- **What you will do**
All material below is to be reproduced exactly.

** BEGIN **

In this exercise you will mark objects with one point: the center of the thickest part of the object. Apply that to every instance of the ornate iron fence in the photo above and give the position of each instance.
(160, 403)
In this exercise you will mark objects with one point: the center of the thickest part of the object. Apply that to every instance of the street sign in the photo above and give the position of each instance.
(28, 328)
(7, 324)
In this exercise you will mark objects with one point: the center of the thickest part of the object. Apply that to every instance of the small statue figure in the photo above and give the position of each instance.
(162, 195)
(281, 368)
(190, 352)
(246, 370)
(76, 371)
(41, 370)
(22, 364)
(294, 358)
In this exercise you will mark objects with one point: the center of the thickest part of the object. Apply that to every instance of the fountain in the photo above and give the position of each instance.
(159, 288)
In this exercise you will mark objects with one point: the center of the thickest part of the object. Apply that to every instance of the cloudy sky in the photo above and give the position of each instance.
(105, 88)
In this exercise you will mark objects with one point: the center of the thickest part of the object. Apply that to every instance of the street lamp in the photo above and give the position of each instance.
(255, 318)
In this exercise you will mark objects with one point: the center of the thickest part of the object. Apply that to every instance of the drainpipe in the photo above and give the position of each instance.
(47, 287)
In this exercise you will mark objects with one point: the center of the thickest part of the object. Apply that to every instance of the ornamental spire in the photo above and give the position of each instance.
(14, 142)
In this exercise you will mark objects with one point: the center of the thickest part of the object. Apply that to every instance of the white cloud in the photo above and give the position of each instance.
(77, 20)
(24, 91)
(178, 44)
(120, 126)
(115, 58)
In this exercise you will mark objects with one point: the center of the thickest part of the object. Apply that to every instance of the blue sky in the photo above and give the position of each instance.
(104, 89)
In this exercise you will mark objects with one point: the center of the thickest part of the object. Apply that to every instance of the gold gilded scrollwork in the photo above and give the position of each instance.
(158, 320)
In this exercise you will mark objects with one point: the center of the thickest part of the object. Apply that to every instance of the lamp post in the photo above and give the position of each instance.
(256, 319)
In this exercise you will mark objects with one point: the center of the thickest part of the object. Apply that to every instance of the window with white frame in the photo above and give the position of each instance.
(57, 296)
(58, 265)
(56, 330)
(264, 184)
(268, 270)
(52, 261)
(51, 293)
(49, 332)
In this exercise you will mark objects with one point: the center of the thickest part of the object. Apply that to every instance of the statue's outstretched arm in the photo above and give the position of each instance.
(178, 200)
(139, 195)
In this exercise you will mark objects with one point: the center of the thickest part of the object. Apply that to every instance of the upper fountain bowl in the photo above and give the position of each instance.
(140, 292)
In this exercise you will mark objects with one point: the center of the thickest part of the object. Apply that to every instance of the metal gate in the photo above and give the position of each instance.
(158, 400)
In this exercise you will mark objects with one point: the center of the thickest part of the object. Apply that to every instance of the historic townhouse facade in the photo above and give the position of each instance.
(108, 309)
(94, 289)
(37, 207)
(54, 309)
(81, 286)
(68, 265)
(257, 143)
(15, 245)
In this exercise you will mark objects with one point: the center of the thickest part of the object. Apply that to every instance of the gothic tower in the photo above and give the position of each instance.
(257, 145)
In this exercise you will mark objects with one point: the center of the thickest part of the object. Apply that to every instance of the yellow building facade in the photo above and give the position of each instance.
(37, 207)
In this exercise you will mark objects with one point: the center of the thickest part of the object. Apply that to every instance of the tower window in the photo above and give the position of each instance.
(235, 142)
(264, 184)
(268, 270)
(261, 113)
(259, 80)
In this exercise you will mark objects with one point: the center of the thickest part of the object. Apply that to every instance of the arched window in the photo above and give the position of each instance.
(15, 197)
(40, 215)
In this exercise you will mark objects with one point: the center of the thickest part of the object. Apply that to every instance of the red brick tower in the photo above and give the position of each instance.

** END **

- **Finished exercise**
In this exercise you will mark objects with one point: the center of the thickest part of the object. Apply that to every instance of the ornate iron fence in the photo above and give the position of each instance.
(160, 403)
In this exercise you will mark objects with one point: the center of the thickest part of the object. Apply that to every instance of the street sign in the photo above and give the position of each instance.
(28, 328)
(7, 324)
In this exercise you will mark objects with one point: the center of the thickest part of the object. Apply that to every instance of the small statue figure in the photo above and give the position of each instance.
(162, 195)
(281, 368)
(190, 352)
(246, 370)
(76, 371)
(41, 370)
(22, 364)
(294, 358)
In this exercise you will mark objects with one point: the center of the thickest part of the object. Apply that to every instance of the fountain in the photo above and give the position of each instance.
(159, 288)
In this exercise you will mark objects with one point: the center of the thickest part of the object. Apply that to every instance of the cloudy sky in the photo above and give the position of each instance.
(105, 88)
In this exercise you will mark objects with one point: the center of the thickest part of the object. Apply that to every instance of the street lamp in the photo above and give the position of each instance.
(255, 318)
In this exercise you will mark objects with one point: the center of the thickest part of the object. Apply that to every instance of the drainpipe in the photo above and give the position of each instance.
(47, 287)
In this exercise you will mark objects with one point: the center of the thickest part of the object. Apply that to every instance of the ornamental spire in the photo above and give the position of each instance.
(14, 142)
In this exercise you will mark objects with one point: the center of the thickest part of the object. Apply that to every instance of the white cloud in the photo above and give the position of each instance.
(77, 20)
(24, 91)
(178, 44)
(120, 126)
(115, 58)
In this exercise you will mark objects with one point: the center of the thickest part of the object. Apply that to every instance of the blue sky in the photo above and give the position of each instance.
(104, 89)
In this exercise you will mark objects with one point: the center of the thickest part of the object. Apply that to every instance of the gold gilded scrollwork in the photo above and give the position of each instance.
(158, 320)
In this exercise you will mark objects with one point: the center of the thickest part of the object. Apply that to every instance of the lamp post in the photo above and give the position of each instance.
(256, 319)
In this exercise you will mark objects with one point: the center of the thickest part of the object. Apply that to every instance of the window with white frame in the photo above and give the position of each instance.
(57, 296)
(58, 265)
(56, 330)
(264, 184)
(268, 270)
(52, 261)
(51, 293)
(49, 332)
In this exercise you will mark objects with one point: the center of the thickest part of the object. Apply that to every instance of the statue's outstretched arm in the photo above and give the position of each instance.
(178, 200)
(139, 195)
In this exercise you will mark objects with one point: the center of the thickest part of the object. Apply that to every instance of the upper fountain bowl in the photo above and give the position of each instance.
(140, 292)
In this exercise you will mark objects with one point: the center of the thickest part of the object. Apply that to every instance of the metal gate in the photo above and give the position of each instance.
(158, 400)
In this exercise you will mark objects with one point: the center of the thickest part of the object. Apply that to every instance of the historic townhouse facade in the photo above and give the position of each instance.
(108, 309)
(94, 289)
(37, 207)
(54, 309)
(81, 286)
(68, 265)
(257, 143)
(15, 245)
In this exercise you will mark objects with one point: the center of the thickest part of the object. Apply that to every instance of the gothic tower in the photo above and give the position of each instance.
(257, 145)
In this exercise you will mark objects with one point: the center of the thickest part of the object. Apply that to every instance of the yellow building facade in the photo above and give the position of each instance.
(37, 207)
In this exercise you will mark objects with one point: the center of the thickest part of the object. Apply that to every instance of the tower window in the photo above and give the position of each instance.
(235, 142)
(264, 184)
(268, 270)
(261, 113)
(259, 80)
In this exercise you will mark objects with one point: the center of the thickest part of the object. Apply that to every instance of the arched window in the photo above and give the position of each instance.
(15, 197)
(40, 215)
In this exercise you will mark objects with one point: the center of the thickest part of the object. Apply that to every instance of the red brick tower in the photo above and give the position of each instance.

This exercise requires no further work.